[start of GIVEN DATA]
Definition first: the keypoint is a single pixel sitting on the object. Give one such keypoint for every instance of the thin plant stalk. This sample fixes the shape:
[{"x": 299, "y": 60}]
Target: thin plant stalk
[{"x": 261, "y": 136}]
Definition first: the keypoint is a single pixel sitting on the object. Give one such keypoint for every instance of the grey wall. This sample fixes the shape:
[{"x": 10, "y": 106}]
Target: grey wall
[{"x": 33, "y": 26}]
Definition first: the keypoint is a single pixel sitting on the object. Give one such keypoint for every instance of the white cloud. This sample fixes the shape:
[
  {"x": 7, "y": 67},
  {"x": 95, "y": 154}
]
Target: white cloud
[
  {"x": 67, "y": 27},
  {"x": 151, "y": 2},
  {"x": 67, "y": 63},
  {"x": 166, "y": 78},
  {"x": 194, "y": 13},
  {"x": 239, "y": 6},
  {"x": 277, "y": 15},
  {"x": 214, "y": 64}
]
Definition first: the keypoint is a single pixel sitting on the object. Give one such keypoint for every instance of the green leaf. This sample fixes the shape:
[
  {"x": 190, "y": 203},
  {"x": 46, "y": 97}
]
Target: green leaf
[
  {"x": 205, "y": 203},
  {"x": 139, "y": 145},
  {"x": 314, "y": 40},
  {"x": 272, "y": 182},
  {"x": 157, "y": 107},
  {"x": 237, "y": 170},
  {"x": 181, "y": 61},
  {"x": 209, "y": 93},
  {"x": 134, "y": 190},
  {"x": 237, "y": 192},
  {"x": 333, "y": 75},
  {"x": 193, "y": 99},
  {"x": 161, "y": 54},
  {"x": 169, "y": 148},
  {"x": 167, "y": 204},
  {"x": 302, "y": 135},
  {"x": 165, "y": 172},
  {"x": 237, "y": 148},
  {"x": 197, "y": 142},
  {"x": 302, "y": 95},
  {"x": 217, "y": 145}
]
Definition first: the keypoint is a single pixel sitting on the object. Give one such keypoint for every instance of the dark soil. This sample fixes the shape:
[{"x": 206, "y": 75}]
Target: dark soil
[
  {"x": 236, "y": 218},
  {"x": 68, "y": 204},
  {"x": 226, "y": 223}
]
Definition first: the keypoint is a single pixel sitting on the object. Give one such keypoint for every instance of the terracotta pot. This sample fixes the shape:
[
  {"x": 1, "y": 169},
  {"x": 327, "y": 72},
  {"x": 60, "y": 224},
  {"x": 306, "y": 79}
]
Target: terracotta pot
[end of GIVEN DATA]
_EXERCISE DIRECTIONS_: Turn the stretch of data from the line containing "of the dark" through the last line of the data into a Markdown table with a Row column for the line number and a Line column for the text, skipping any blank lines.

_CORRECT ANSWER_:
| Row | Line |
|---|---|
| 1 | Definition first: the keypoint is a single pixel sitting on the object. Give one such keypoint for every instance of the dark soil. This sample fixes the shape: |
| 2 | [{"x": 206, "y": 75}] |
| 3 | Target: dark soil |
| 4 | [ |
| 5 |   {"x": 236, "y": 218}, |
| 6 |   {"x": 68, "y": 204}, |
| 7 |   {"x": 226, "y": 223} |
| 8 | ] |
| 9 | Definition first: the keypoint is a single pixel sitting on the object. Give one such keypoint for every instance of the terracotta pot. This sample fixes the shape: |
| 10 | [ |
| 11 |   {"x": 1, "y": 169}, |
| 12 |   {"x": 327, "y": 72}, |
| 13 |   {"x": 60, "y": 224}, |
| 14 |   {"x": 306, "y": 79} |
| 15 | ] |
| 16 | Target: terracotta pot |